◆ Stated exercise
Quote every one of the following records verbatim, reproducing each line without any change.

◆ Data extract
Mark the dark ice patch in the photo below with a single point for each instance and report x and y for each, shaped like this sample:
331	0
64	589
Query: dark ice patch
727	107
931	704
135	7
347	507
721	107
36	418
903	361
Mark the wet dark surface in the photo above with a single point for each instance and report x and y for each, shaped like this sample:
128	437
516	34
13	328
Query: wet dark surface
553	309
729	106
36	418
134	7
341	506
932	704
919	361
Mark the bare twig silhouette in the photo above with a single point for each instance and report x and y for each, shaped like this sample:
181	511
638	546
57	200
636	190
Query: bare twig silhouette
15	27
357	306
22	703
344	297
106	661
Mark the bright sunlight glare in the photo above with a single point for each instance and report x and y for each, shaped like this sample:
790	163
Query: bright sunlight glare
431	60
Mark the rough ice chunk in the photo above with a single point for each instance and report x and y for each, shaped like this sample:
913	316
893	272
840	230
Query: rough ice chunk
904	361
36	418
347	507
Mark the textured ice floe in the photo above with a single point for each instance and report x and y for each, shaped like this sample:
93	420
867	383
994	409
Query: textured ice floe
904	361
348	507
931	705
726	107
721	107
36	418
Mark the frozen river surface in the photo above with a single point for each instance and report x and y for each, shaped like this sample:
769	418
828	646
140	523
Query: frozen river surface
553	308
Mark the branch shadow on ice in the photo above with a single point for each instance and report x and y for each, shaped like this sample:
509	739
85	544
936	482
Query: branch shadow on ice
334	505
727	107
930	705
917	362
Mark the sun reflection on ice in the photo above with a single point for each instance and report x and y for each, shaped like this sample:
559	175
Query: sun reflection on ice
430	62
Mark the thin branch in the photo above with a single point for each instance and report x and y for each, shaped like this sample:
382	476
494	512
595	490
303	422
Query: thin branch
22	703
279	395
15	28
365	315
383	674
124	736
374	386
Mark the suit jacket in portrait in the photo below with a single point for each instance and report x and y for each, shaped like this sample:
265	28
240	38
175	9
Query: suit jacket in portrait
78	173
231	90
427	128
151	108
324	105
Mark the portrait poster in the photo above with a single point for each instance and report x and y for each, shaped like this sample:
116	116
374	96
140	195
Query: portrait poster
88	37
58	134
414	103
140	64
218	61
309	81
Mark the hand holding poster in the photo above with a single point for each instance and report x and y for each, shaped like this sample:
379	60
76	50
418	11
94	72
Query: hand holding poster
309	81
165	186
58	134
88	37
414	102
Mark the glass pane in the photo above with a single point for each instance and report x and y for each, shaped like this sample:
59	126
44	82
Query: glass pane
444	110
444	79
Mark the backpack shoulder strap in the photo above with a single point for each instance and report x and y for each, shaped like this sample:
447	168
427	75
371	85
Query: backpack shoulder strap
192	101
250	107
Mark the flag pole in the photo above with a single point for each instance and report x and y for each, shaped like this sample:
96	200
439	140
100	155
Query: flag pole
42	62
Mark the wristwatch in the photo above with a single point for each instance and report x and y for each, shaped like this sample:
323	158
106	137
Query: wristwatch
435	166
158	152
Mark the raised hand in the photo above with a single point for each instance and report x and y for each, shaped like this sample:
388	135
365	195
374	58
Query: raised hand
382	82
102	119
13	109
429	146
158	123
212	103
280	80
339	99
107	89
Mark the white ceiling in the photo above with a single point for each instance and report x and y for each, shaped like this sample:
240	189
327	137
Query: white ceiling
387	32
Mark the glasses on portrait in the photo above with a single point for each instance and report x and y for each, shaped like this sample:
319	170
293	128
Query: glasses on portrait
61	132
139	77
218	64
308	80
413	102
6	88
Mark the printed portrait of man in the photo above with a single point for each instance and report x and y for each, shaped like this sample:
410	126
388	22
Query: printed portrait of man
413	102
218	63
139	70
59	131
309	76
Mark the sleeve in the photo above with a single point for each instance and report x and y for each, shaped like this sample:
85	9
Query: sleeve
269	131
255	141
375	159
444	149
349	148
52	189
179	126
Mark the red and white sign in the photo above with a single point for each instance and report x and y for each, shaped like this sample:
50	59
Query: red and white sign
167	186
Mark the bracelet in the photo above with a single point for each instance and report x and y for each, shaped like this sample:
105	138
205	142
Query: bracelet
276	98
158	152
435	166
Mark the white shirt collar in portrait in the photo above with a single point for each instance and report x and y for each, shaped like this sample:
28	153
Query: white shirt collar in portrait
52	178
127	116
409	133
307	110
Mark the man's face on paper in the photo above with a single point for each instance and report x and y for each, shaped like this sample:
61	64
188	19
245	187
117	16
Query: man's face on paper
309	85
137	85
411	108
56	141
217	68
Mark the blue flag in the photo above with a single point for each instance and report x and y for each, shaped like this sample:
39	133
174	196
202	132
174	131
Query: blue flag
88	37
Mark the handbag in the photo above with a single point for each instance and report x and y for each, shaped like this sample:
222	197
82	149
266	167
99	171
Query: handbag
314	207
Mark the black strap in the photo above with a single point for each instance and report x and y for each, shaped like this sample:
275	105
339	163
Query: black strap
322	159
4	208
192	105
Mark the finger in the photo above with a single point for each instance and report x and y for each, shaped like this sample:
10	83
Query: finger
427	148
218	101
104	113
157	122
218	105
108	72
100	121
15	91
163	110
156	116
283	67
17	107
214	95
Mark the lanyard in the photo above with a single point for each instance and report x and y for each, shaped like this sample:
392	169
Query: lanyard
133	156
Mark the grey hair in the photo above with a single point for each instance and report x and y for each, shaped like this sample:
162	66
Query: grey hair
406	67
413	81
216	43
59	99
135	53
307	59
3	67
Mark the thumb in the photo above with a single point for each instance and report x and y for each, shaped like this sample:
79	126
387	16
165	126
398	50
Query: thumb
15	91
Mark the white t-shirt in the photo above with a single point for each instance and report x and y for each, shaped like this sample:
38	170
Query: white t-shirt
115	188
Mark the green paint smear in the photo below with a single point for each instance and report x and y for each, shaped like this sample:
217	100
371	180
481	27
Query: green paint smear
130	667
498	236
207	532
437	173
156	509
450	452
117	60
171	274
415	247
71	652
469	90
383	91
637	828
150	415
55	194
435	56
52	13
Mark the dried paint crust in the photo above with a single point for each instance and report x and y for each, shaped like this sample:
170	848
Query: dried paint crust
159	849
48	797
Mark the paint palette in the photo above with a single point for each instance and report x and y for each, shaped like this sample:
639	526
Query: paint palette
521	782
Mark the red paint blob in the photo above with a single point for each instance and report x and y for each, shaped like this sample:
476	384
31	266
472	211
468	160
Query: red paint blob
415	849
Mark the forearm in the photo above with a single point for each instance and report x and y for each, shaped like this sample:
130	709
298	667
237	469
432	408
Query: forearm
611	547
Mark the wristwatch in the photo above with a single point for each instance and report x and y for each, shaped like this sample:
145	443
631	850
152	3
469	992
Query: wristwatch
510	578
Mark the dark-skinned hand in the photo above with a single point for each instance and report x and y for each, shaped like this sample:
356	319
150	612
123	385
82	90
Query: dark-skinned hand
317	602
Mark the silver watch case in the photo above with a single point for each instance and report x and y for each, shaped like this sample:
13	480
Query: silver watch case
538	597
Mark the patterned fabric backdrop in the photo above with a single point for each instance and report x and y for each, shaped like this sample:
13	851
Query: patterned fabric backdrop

◆ The solution
Mark the dark ice patch in the photo below with a single point for each instance and report x and y for each, shaped like this sample:
331	0
64	589
Query: dark ice patch
727	107
931	704
135	7
347	507
721	107
36	418
903	361
Mark the wet dark surface in the photo above with a single point for each instance and report x and y for each, shaped like this sample:
128	437
516	34
13	328
Query: wet dark surface
553	309
729	106
36	418
134	7
341	506
932	704
919	361
Mark the bare twig silhouette in the photo above with a single point for each instance and report x and y for each, shaped like this sample:
181	511
638	546
57	200
636	190
Query: bare twig silhouette
15	27
357	306
22	703
344	297
106	661
Mark the bright sunlight glare in the photo above with a single point for each instance and report x and y for each, shaped like this sample:
790	163
Query: bright sunlight glare
431	60
Mark the rough ice chunk in the photo above with a single point for each instance and report x and y for each, shaped like this sample:
913	316
893	272
840	230
Query: rough ice chunk
904	361
36	418
347	507
Mark the textured ice floe in the photo above with a single point for each instance and report x and y for each, shaped like this sample:
93	420
867	383
994	409
Query: textured ice floe
904	361
348	507
931	705
726	107
721	107
36	418
Mark the frozen river surface in the photo above with a single point for each instance and report x and y for each, shaped like this sample:
769	418
828	646
140	523
Query: frozen river surface
553	308
Mark the branch shadow on ice in the photo above with a single point for each instance and report x and y for each, shaped like this sample:
509	739
85	544
936	482
Query: branch shadow on ice
334	505
727	107
930	705
917	362
Mark the sun reflection on ice in the photo above with a single point for each instance and report x and y for each, shaped like this sample:
559	175
Query: sun reflection on ice
430	62
Mark the thin branch in the photo above with a single point for each instance and report x and y for each, shaped like this sample:
382	476
494	512
595	490
303	422
Query: thin branch
22	703
279	395
15	28
365	315
383	674
124	736
374	386
Mark the suit jacket in portrait in the photo below with a single point for each instance and report x and y for each, shaped like this sample:
265	28
240	38
175	9
Query: suit jacket in portrait
78	173
231	90
427	128
151	108
324	105
Mark the portrait poster in the photo above with a single point for each instance and report x and y for each, shaped like this sample:
116	116
374	96
140	195
Query: portrait poster
88	37
58	134
414	103
140	64
218	61
309	81
Mark the hand holding poster in the photo above with a single point for each instance and report x and y for each, shaped like this sample:
379	60
76	50
418	11
94	72
Query: hand holding poster
309	81
165	186
58	134
88	37
414	102
Mark the glass pane in the photo above with a single point for each instance and report x and y for each, shaped like this sample:
59	126
44	82
Query: glass pane
444	110
444	79
Mark the backpack shoulder strap in the photo above with a single point for each instance and report x and y for each, shaped like this sample:
447	168
427	75
371	85
Query: backpack shoulder strap
192	101
250	107
Mark the flag pole in the photo above with a single point for each instance and report x and y for each, shaped like this sample:
96	200
439	140
100	155
Query: flag pole
42	62
Mark the wristwatch in the photo above with a single point for each instance and report x and y for each, shaped like this sample:
323	158
106	137
Query: wristwatch
435	166
158	152
Mark the raised hand in the photo above with a single point for each instance and report x and y for each, shaped like this sample:
388	135
365	195
374	58
Query: raised hand
382	82
102	119
13	109
429	146
158	123
212	103
280	80
339	99
107	89
Mark the white ceiling in the photo above with a single point for each instance and report x and y for each, shaped like this sample:
240	189
327	137
Query: white ceiling
387	32
Mark the glasses on portrait in the photo above with a single point for each instance and report x and y for each, shaped like this sample:
319	170
293	128
Query: glasses on portrait
61	132
139	77
218	64
308	80
413	102
6	88
Mark the printed portrait of man in the photo above with a single point for each instance and report x and y for each, shaped like this sample:
410	126
388	22
Query: printed portrait of man
413	102
218	63
139	70
59	131
309	76
Mark the sleeve in the photo above with a single point for each instance and report x and y for each, shaped like this sample:
85	9
Query: sleeve
269	131
255	141
375	159
444	149
349	148
52	189
179	126
Mark the red and white sign in the photo above with a single point for each instance and report x and y for each, shaped like this sample:
50	59
Query: red and white sign
167	186
Mark the bracelet in the photo above with a single point for each instance and report x and y for each, shaped like this sample:
105	138
205	142
Query: bracelet
276	98
158	152
435	166
Mark the white shirt collar in portrait in the photo above with a single point for each instance and report x and y for each, shaped like this sample:
28	153
Query: white shirt collar in portrait
52	178
127	116
409	133
307	110
Mark the man's face on paper in the photo above with a single point for each instance and report x and y for each, shaped like this sample:
61	64
188	19
245	187
117	16
Query: man's face on paper
309	85
137	85
411	108
56	141
217	68
Mark the blue flag in the photo above with a single point for each instance and report x and y for each, shaped like this sample:
39	133
174	196
202	132
174	131
Query: blue flag
88	37
Mark the handbag in the photo above with a single point for each instance and report x and y for each, shaped like this sample:
222	197
82	149
266	167
99	171
Query: handbag
314	207
Mark the black strap in the photo above with a single point for each instance and report x and y for each, shaped like this sample:
275	105
339	163
Query: black strap
322	159
4	208
192	105
Mark the finger in the photo above with a single point for each instance and report x and y for each, shaped like this sample:
10	83
Query: finger
427	148
218	101
104	113
157	122
218	105
108	72
100	121
15	91
163	110
156	116
283	67
17	107
214	95
Mark the lanyard in the photo above with a single point for each instance and report x and y for each, shaped like this sample:
392	169
Query: lanyard
133	156
Mark the grey hair in the photo above with a single point for each instance and report x and y for each, shaped like this sample:
162	66
Query: grey hair
406	67
413	81
216	43
59	99
135	53
307	59
3	67
Mark the thumb in the photo above with a single point for each instance and report x and y for each, shaped like this sample:
79	126
387	16
165	126
398	50
Query: thumb
15	91
Mark the white t-shirt in the photo above with a single point for each instance and report x and y for each, shaped like this sample:
38	170
Query: white t-shirt
115	188
Mark the green paint smear in the photo below with a single point for each instance and report x and y for each, shaped like this sample:
217	100
371	180
481	27
Query: green paint smear
130	667
498	236
207	532
437	173
156	509
450	452
117	60
171	274
415	247
71	652
469	90
383	91
637	828
150	415
55	194
435	56
52	13
Mark the dried paint crust in the photo above with a single point for each instance and report x and y for each, shaped like this sample:
170	848
Query: dried paint crust
159	849
48	797
Mark the paint palette in the photo above with a single point for each instance and report x and y for each, shaped like this sample:
639	526
Query: paint palette
521	782
Mark the red paint blob in the photo above with a single point for each instance and report x and y for each, shaped like this sample:
476	384
31	266
472	211
468	160
Query: red paint blob
415	849
Mark the forearm in the photo above with a single point for each instance and report x and y for each, shaped like this sample:
130	709
298	667
237	469
432	408
Query: forearm
611	547
Mark the wristwatch in the photo above with a single point for each instance and report x and y for each, shaped like this sample:
145	443
631	850
152	3
469	992
Query: wristwatch
510	578
Mark the dark-skinned hand in the photo above with a single point for each instance and report x and y for each, shaped like this sample:
356	319
150	612
123	385
82	90
Query: dark-skinned hand
317	602
Mark the silver watch case in the photo above with a single point for each instance and report x and y for each, shaped like this sample:
13	480
Query: silver watch case
538	597
Mark the patterned fabric backdrop in the photo above with a single point for each instance and report x and y for each, shaped like this sample:
13	851
Query: patterned fabric backdrop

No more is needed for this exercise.